● What you will do: Put every one of the records below into a numbered list, one line per item, with blank lines dropped. Leave the pictures out of the list.

● Data for processing:
**********

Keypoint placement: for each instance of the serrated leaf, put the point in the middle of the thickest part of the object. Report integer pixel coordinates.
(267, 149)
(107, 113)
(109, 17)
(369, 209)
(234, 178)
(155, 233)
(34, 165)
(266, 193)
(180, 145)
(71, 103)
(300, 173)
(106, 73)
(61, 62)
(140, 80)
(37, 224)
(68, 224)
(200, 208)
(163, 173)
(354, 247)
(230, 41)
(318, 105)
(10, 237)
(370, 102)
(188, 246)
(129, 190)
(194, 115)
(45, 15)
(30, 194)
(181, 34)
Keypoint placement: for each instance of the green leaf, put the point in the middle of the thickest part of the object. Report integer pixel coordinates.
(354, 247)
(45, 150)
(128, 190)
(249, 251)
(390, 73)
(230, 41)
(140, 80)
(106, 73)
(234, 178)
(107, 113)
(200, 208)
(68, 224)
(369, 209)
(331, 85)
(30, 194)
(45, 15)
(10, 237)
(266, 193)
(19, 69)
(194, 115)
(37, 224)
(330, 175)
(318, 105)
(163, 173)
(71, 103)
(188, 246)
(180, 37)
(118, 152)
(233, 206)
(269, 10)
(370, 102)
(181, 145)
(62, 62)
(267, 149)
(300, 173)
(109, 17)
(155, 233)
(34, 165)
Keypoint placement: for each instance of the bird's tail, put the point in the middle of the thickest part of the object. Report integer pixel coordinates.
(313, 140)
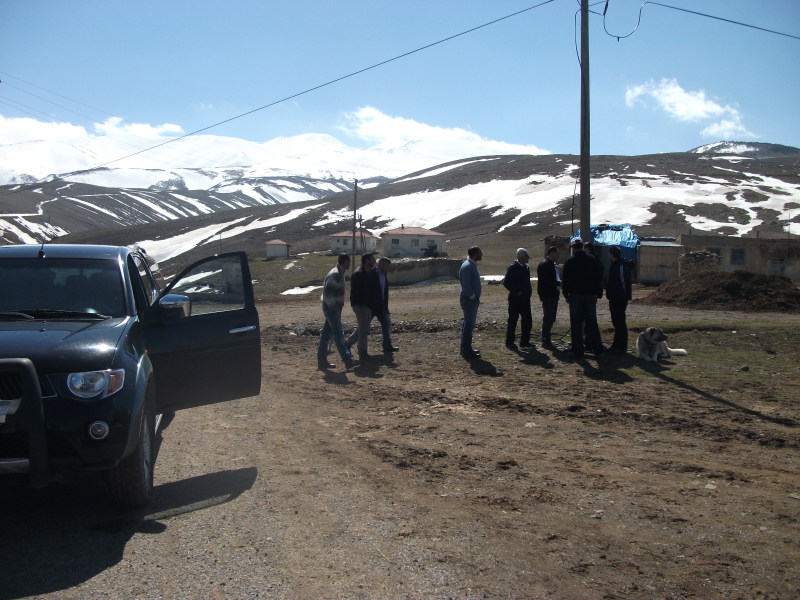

**********

● The reply:
1. Keypoint placement: for each instance of the serrated leaf, put the point in the middle of the thickest part of the object. Report integer pixel coordinates.
2. (267, 149)
3. (107, 113)
4. (109, 17)
5. (369, 209)
6. (234, 178)
7. (155, 233)
8. (34, 165)
9. (266, 193)
10. (180, 145)
11. (71, 103)
12. (300, 173)
13. (106, 73)
14. (61, 62)
15. (140, 80)
16. (37, 224)
17. (68, 224)
18. (200, 208)
19. (163, 173)
20. (354, 247)
21. (230, 41)
22. (318, 105)
23. (10, 237)
24. (370, 102)
25. (188, 246)
26. (129, 190)
27. (194, 115)
28. (45, 15)
29. (30, 194)
30. (181, 34)
31. Keypoint placement: for each instance of the green leaf, put the point in the middle of the thickest part of the object. Report integer pixel coordinates.
32. (354, 247)
33. (45, 150)
34. (128, 190)
35. (249, 251)
36. (390, 73)
37. (230, 41)
38. (140, 80)
39. (106, 73)
40. (234, 178)
41. (107, 113)
42. (200, 208)
43. (68, 224)
44. (369, 209)
45. (331, 85)
46. (30, 194)
47. (45, 15)
48. (10, 237)
49. (266, 193)
50. (19, 69)
51. (194, 115)
52. (37, 224)
53. (330, 175)
54. (318, 105)
55. (163, 173)
56. (71, 103)
57. (188, 246)
58. (180, 37)
59. (118, 152)
60. (233, 206)
61. (269, 10)
62. (370, 102)
63. (181, 145)
64. (62, 62)
65. (267, 149)
66. (300, 173)
67. (109, 17)
68. (155, 233)
69. (34, 165)
70. Keypoint placement: for each instance of the bird's tail, put the point in the middle of the thickest part of the object. Report integer pixel coordinates.
71. (313, 140)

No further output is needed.